## Görev 1
Kayıtlarda "pole in the photo above. Give pixel coordinates." ifadesinin geçtiği satırdan kayıtların sonuna kadar, her iki uç da dahil olmak üzere, yalnızca bu satırları yeniden yazın. Yanıtlardaki her piksel koordinatını 1,6 ile çarpıp tam sayıya yuvarlayın, buçukları yukarı yuvarlayın ve öteki satırları aynen bırakın.

## Verilen metin
————————

Çok-çok sonralar, Bolşoy Opera ve Balesi’nde çalıştığım yıllarda da büyük bestekârla Moskova’da birlikte Moskova sokaklarını dolaştığım günlerin anılarımı ayrıca yazacağım. Şimdi ileriye kaçama yapmayacağım ve bu günkü mutlu anılarımı hala yaşamak istiyorum.
MİRZE MUALLİM’İ İKNA EDEMEDİM
Opera Tiyatrosuna geldim. Rauf’un odasına girdim. Beni görür görmez:
“Nerdesin ay Eflatun, telefon etmiyorsun, gelmiyorsun. Nerelerdesin, söyle?”
Oturup nefes aldım.
“İki gündür buradayım. Sabah Gara muallimle buluştum, şimdi de senin yanındayım, bu kadar”.
“Gara muallim bana her şeyi anlattı. İşler yolundadır. Ne zaman başlıyorsun provalarına? Oturup plan tutmalıyız. Geziyorsun kendin için. Ay seni… Azer ( Rzayev) şimdi odamdaydı. Bu gün Gara muallimin odasına gitmiş ve Gara muallim onun iyice dersini vermiştir.

————————

## Görev 2
Yukarıdaki metinde "Oturup nefes aldım." ifadesinden "iyice dersini vermiştir." ifadesine kadar, bu ifade de dahil olmak üzere, bölümü yeniden yazın. Bunu yaparken "Gara" adını her geçtiği yerde "Kara" olarak değiştirin.

## Verilen kayıtlar

————————

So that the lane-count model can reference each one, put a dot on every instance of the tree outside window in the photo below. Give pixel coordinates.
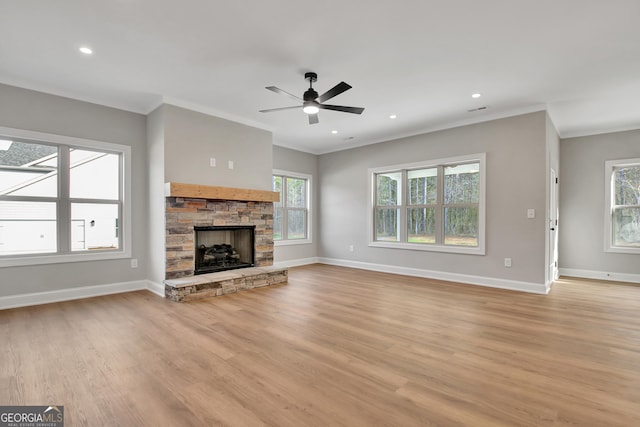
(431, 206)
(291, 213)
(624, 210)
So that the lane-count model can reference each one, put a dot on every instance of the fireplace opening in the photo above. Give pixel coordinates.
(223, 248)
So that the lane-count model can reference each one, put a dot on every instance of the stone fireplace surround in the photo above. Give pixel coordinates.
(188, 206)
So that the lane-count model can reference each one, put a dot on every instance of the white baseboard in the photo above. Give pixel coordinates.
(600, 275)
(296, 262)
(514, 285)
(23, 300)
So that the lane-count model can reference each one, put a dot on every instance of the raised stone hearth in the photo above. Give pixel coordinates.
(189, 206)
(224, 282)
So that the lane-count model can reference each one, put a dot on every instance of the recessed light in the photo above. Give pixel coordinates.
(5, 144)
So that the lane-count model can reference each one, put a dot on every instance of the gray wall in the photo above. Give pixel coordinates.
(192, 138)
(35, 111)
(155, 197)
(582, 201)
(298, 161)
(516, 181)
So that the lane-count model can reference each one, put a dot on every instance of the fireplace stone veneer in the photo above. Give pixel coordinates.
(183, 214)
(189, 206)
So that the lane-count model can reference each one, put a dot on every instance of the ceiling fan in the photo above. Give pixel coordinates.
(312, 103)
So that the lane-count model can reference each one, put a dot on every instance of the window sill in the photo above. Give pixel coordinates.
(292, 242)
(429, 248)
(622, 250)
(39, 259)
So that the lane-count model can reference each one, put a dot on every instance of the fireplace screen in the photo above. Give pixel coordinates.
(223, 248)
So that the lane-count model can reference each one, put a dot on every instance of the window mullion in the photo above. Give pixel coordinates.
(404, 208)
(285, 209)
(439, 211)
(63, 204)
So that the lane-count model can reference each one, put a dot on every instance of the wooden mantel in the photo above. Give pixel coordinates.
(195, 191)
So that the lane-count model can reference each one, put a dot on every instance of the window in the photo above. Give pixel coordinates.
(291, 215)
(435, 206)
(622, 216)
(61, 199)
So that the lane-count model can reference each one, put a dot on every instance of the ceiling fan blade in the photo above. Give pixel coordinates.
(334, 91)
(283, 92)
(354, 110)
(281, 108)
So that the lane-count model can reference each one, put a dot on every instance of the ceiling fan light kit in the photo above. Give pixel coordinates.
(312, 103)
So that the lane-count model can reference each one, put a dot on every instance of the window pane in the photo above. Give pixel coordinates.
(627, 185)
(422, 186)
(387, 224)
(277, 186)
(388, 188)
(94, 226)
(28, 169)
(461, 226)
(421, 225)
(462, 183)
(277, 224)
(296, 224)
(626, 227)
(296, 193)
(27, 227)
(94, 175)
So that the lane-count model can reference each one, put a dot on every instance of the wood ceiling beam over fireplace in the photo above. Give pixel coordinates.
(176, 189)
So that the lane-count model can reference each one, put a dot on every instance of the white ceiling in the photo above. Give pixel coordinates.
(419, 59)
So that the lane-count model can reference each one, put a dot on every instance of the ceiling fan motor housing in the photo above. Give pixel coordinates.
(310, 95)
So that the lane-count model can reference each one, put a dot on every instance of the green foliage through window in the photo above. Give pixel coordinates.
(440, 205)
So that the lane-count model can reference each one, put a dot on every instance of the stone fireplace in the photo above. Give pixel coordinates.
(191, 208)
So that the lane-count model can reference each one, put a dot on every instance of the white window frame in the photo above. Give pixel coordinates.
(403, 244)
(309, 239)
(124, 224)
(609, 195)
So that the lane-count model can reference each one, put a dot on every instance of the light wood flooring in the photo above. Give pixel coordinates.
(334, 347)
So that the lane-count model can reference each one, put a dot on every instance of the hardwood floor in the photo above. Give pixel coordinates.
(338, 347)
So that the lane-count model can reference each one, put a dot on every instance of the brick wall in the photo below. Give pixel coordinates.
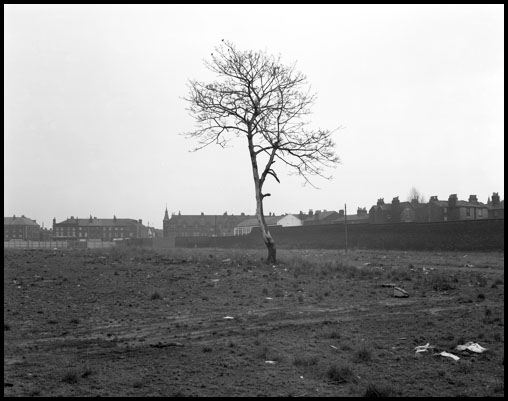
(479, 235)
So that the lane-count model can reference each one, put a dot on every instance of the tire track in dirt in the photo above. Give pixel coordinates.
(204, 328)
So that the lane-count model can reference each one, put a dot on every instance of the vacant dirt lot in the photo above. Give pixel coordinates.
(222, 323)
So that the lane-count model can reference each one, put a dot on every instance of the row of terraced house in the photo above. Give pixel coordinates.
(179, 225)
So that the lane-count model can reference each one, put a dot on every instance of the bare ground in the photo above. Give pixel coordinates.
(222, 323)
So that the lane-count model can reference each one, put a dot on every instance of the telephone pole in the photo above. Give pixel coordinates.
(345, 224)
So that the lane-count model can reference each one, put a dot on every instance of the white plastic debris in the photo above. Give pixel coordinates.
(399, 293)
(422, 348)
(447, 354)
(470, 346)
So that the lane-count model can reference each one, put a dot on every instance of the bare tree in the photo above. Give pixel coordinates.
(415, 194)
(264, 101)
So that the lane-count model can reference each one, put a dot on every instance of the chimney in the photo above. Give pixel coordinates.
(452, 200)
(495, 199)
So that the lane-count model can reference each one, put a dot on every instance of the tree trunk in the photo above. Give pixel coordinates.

————————

## Tam cevap 1
So that the lane-count model can reference each one, put a dot on every instance of the telephone pole in the photo above. Give pixel coordinates.
(552, 358)
So that the lane-count model can reference each one, put a dot on every instance of the white plastic debris in the photo above. Give pixel coordinates.
(638, 469)
(675, 557)
(715, 566)
(752, 554)
So that the lane-count model can reference each one, put a dot on every instance of the bare tree in the photo above. Give pixel coordinates.
(664, 310)
(422, 162)
So that the lane-count model can reference each one, put a dot on every instance of the chimney in the photo above. Give pixel coordinates.
(723, 320)
(792, 318)
So that the lane-count model can reference each one, put a dot on every instance of the tree trunk in the photo above. Give pixel coordinates.

## Tam cevap 2
Oturup nefes aldım.
“İki gündür buradayım. Sabah Kara muallimle buluştum, şimdi de senin yanındayım, bu kadar”.
“Kara muallim bana her şeyi anlattı. İşler yolundadır. Ne zaman başlıyorsun provalarına? Oturup plan tutmalıyız. Geziyorsun kendin için. Ay seni… Azer ( Rzayev) şimdi odamdaydı. Bu gün Kara muallimin odasına gitmiş ve Kara muallim onun iyice dersini vermiştir.